▶ EXERCISE REQUIREMENTS:
Copy the data exactly as it appears, and do not include any pictures.
+++ TASK INPUTS +++
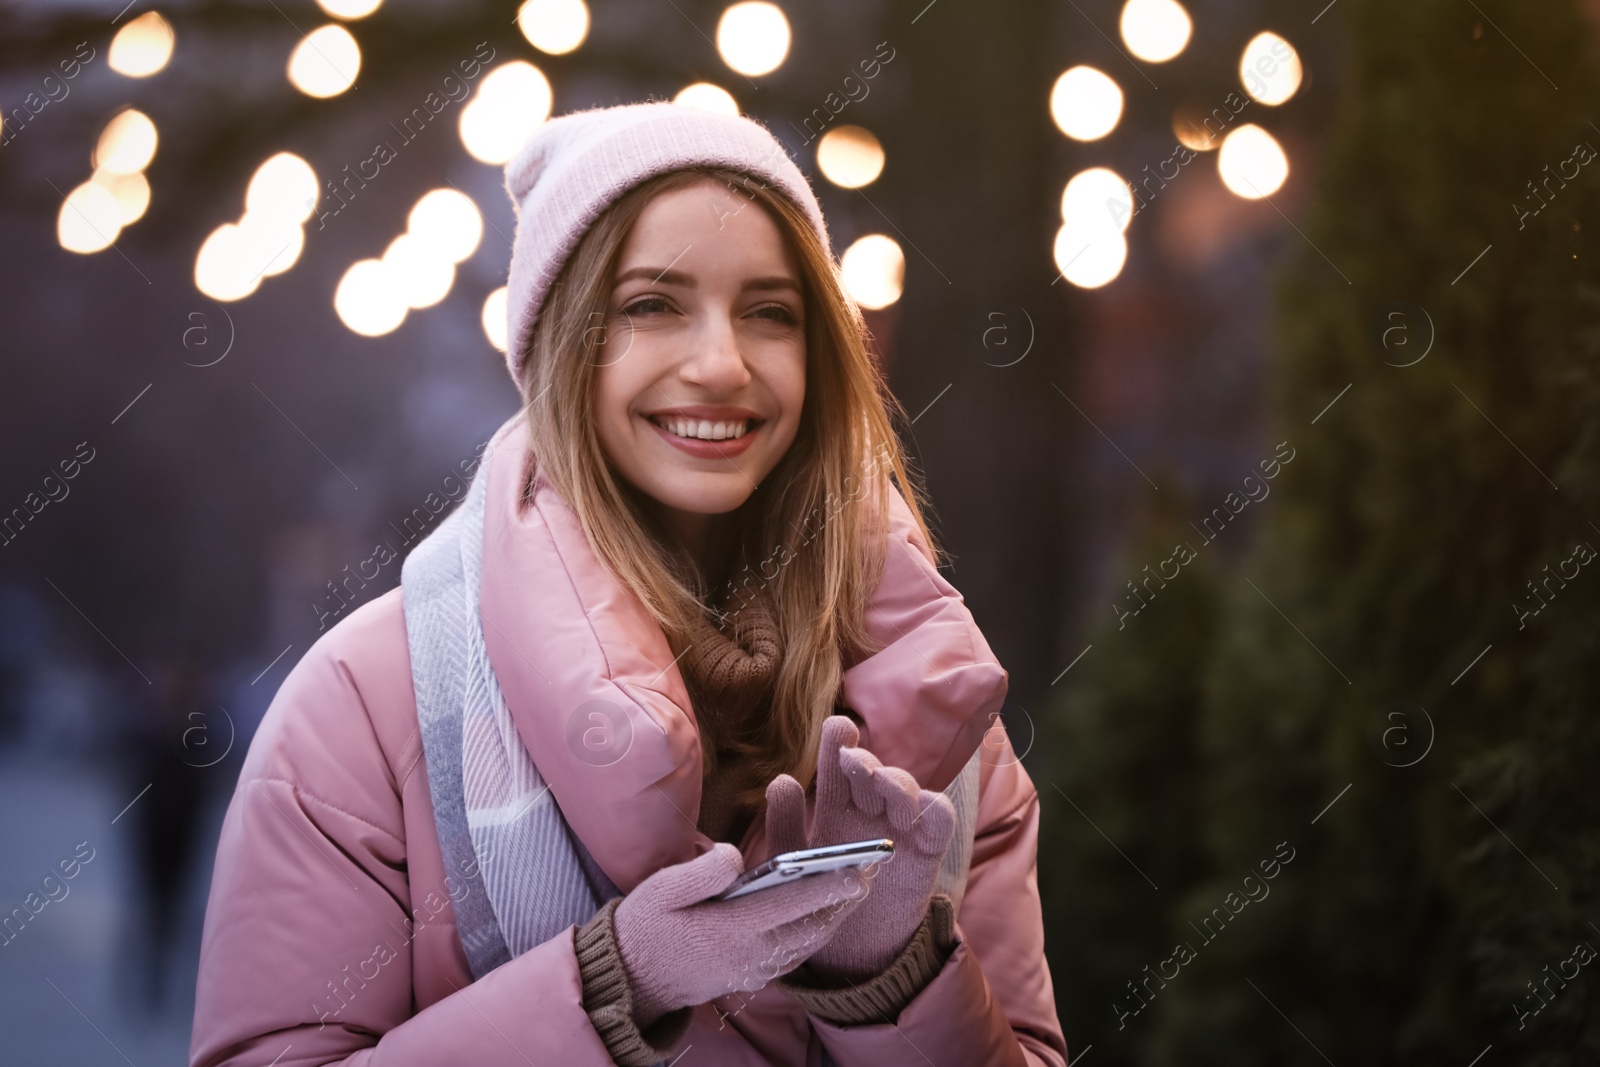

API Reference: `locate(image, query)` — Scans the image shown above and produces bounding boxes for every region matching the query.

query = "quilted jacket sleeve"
[189,597,636,1067]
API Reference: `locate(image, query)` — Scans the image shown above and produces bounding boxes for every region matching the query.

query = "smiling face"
[593,176,808,558]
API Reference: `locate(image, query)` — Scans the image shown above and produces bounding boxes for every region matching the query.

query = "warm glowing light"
[1172,103,1225,151]
[246,153,319,225]
[839,234,904,310]
[58,181,123,254]
[1218,123,1289,198]
[94,109,158,174]
[407,189,482,264]
[483,286,509,352]
[1240,32,1302,105]
[1050,66,1123,142]
[335,259,408,336]
[673,83,740,116]
[381,234,455,310]
[288,24,361,98]
[108,11,175,77]
[459,61,554,165]
[92,168,151,225]
[716,2,790,77]
[1053,222,1127,289]
[240,212,305,278]
[1060,168,1135,234]
[316,0,383,19]
[1119,0,1191,63]
[816,126,885,189]
[195,224,261,301]
[517,0,589,55]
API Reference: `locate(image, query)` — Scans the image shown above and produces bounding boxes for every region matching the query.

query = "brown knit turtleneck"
[677,586,783,845]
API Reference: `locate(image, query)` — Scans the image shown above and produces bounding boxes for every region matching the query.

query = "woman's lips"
[645,415,759,460]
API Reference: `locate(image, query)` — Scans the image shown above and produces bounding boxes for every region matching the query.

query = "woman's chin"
[649,479,755,517]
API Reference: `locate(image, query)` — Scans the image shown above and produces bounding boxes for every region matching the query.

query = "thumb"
[639,842,745,911]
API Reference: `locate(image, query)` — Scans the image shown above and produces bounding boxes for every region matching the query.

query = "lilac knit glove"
[612,841,868,1028]
[764,715,957,981]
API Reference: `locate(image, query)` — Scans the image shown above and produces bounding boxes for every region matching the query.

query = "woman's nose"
[681,313,752,390]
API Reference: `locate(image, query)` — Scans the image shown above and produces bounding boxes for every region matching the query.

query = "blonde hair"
[517,165,945,809]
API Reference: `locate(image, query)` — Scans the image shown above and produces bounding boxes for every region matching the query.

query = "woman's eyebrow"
[614,266,695,287]
[741,276,801,293]
[610,268,800,294]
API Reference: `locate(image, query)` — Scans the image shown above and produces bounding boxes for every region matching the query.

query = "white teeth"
[653,416,752,441]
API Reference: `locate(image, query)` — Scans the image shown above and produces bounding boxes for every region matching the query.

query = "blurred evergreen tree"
[1042,0,1600,1062]
[1037,483,1224,1067]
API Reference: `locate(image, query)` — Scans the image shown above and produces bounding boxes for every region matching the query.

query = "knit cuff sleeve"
[574,896,694,1066]
[775,893,960,1026]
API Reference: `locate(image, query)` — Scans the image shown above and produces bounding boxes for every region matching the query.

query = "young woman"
[190,102,1067,1067]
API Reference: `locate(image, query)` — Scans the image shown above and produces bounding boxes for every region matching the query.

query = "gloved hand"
[613,841,868,1028]
[764,715,957,981]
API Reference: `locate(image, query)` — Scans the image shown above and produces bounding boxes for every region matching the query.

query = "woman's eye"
[619,296,670,316]
[753,303,800,325]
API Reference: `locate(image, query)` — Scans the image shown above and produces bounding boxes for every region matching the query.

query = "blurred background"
[2,0,1598,1062]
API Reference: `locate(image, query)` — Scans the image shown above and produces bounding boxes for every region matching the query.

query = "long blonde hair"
[517,165,945,808]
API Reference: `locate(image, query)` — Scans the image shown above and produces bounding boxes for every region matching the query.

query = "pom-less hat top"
[499,101,833,382]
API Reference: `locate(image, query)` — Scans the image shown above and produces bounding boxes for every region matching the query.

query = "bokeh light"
[93,109,158,175]
[382,234,455,310]
[1119,0,1191,63]
[1240,32,1303,105]
[287,24,361,98]
[58,181,123,254]
[839,234,904,310]
[517,0,590,55]
[1053,222,1127,289]
[816,126,885,189]
[1218,123,1289,198]
[335,259,409,336]
[190,154,316,297]
[245,153,319,225]
[482,287,509,352]
[673,83,740,116]
[237,212,305,279]
[407,189,483,264]
[1173,101,1225,151]
[1050,66,1123,142]
[716,2,791,77]
[195,224,262,301]
[316,0,383,19]
[108,11,175,78]
[1060,167,1135,234]
[92,168,151,226]
[459,61,553,165]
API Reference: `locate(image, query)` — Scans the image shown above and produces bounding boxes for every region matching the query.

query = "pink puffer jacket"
[189,414,1068,1066]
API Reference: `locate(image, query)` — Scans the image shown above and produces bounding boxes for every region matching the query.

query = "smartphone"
[712,838,894,901]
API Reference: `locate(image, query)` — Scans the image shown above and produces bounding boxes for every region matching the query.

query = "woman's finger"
[839,744,895,816]
[764,774,810,857]
[812,715,859,834]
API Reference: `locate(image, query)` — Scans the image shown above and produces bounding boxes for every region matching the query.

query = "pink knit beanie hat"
[500,101,833,382]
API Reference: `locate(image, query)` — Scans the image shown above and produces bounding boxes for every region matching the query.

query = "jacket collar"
[475,412,1004,892]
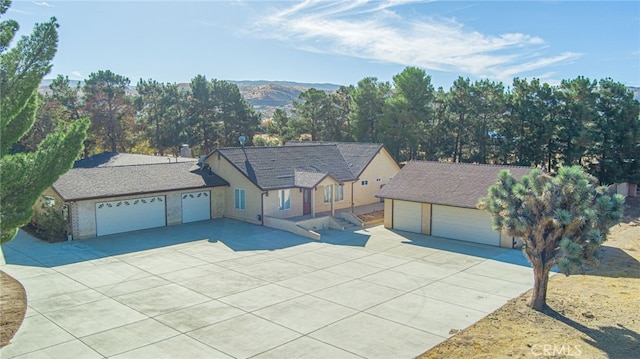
+++
▶ ANSWER TO THE EXERCISE:
API Reference: `locate(image, query)` — Scans the image shown above and produces bounding boxes for every region matching the query.

query = "quilted jacket sleeve"
[189,597,636,1067]
API Reference: `locate(image, query)` — Scans the image shown above and produces bounding boxes for every region matching the query.

query = "smiling face"
[593,176,808,558]
API Reference: `locate(image, query)` — Scans the image shown above and produces bounding boxes for every region matching the query.

query = "warm glowing light"
[1172,103,1225,151]
[246,153,319,225]
[839,234,904,310]
[58,181,123,254]
[1218,123,1289,198]
[94,109,158,174]
[407,189,482,264]
[483,286,509,352]
[1240,32,1302,105]
[1050,66,1123,142]
[335,259,408,336]
[673,83,740,116]
[381,234,455,310]
[288,24,361,98]
[108,11,175,77]
[459,61,554,165]
[92,168,151,225]
[716,2,790,77]
[1053,222,1127,289]
[240,212,305,278]
[1060,168,1135,234]
[316,0,383,19]
[1119,0,1191,63]
[816,126,885,189]
[195,224,261,301]
[517,0,589,55]
API Reference: `locate(image, query)` — Scans the image shown above and produces bounding boxes for every region matching the query.

query = "brown knit turtleneck"
[677,586,783,845]
API Reference: `locate(image, query)` — Scans the image shown above and produces bounding boxes for every region matching the query.

query = "woman's lips"
[645,415,759,460]
API Reference: `locate(image, query)` — Scans the image shown above and produces bounding boxes for every region matching the query.

query = "woman's chin"
[649,479,755,517]
API Reference: `locate(image, query)` — Scans the image shown above and produces bounding boxes for every region matching the query.

query = "thumb"
[639,842,745,911]
API Reference: `locate(image, query)` — Scans the image shown above and produces bounding boxes for every region matching the query.

query = "lilac knit glove"
[612,841,868,1028]
[764,715,957,981]
API Reference: `locate(image, query)` — Scans the image shown above and produces bounding boxes for every region matching the query.

query = "woman's nose"
[681,313,752,390]
API Reference: `locate(image, query)` — Scans the image shown above and produces bounding boxes for every region matching the query.

query = "blonde hair"
[517,165,945,809]
API Reference: `locate(image, query)` — Scans the image shown above and produces bounding boxes for every region matching the query.

query = "woman's eyebrow"
[614,266,695,287]
[741,276,801,293]
[610,268,800,294]
API Reference: `locate(image, query)` — Scans the image shown above and produces bounding boxes for every region matching the query.

query = "white teeth"
[653,416,752,441]
API Reference: `locate(image, query)` — Scans the image shown above and produces bounding boxes for every region matching the query.

query = "blurred evergreen tree"
[1042,0,1600,1062]
[1037,483,1224,1067]
API Reference: `locate(image, query)` — Scans the image shown above and produces bounding boxes for every region matching the query.

query = "knit cuff sleeve"
[574,896,694,1066]
[775,893,960,1026]
API Reference: `locate(image, query)` — Scans the image shown above and produces bounding boxes for every region matching the query.

query = "young woman"
[190,102,1067,1067]
API Reference: `locate(image, query)` — Scans the image shown above and produces bounding boxes for every region matching the query.

query = "gloved hand"
[613,841,868,1028]
[764,715,957,981]
API Reference: `locate(image, query)` — Scans the image shown above and produces bounding boxes for every region matching the query.

query = "woman's eye"
[619,296,670,316]
[753,303,800,325]
API Reference: `locate(image, query)` — Scans the image shown above and produces bounding boxes for every region matching the query.

query = "blurred background"
[2,0,1598,1062]
API Reference: `locate(image, query)` — Scans the image shown above and produces bounding boxes for every region matching the query.

query = "long blonde hair"
[517,165,945,808]
API Reference: `locate(image, query)` — Scans the image shown above and produces bounding boxes for every region matching the query.

query = "pom-less hat top"
[499,101,833,382]
API Reference: `locate(image, query)` — Scans the image shown above and produces bounding boxes for every region matching the query.

query = "bokeh light"
[93,109,158,175]
[382,234,455,310]
[1119,0,1191,63]
[1240,32,1303,105]
[287,24,361,98]
[58,181,123,254]
[839,234,904,310]
[517,0,590,55]
[1053,222,1127,289]
[816,126,885,189]
[1218,123,1289,198]
[335,259,409,336]
[190,154,316,297]
[245,153,319,225]
[482,287,509,352]
[673,83,740,116]
[237,212,305,279]
[407,189,483,264]
[1173,101,1225,151]
[1050,66,1123,142]
[716,2,791,77]
[195,224,262,301]
[316,0,383,19]
[108,11,175,78]
[1060,167,1135,234]
[92,168,151,226]
[459,61,553,165]
API Reference: `locate(image, query)` — Scans the image shown above and produces bounding boxes for every region matching the query.

query = "pink puffer jacket"
[189,414,1068,1066]
API Reference: `locate(image, query)` — Scans the image shown above and produces bounding boxes for every region matching the query.

query = "smartphone"
[712,838,894,901]
API Reference: `locate(image, query)` — Scans the image shown above and produces bounding boxes for every region matching the query.

query = "woman's finger"
[839,744,895,816]
[764,774,810,857]
[812,715,859,834]
API Reference: `locate(image, query)` — Scans the image shown above and produces bounding boxes for every region matching the query.

query = "pink knit beanie hat"
[500,101,833,382]
API Reference: `locate(image, query)` — Scans the image shown above and produces bounding boxes for every region matching the query.

query = "jacket collar"
[475,412,1004,892]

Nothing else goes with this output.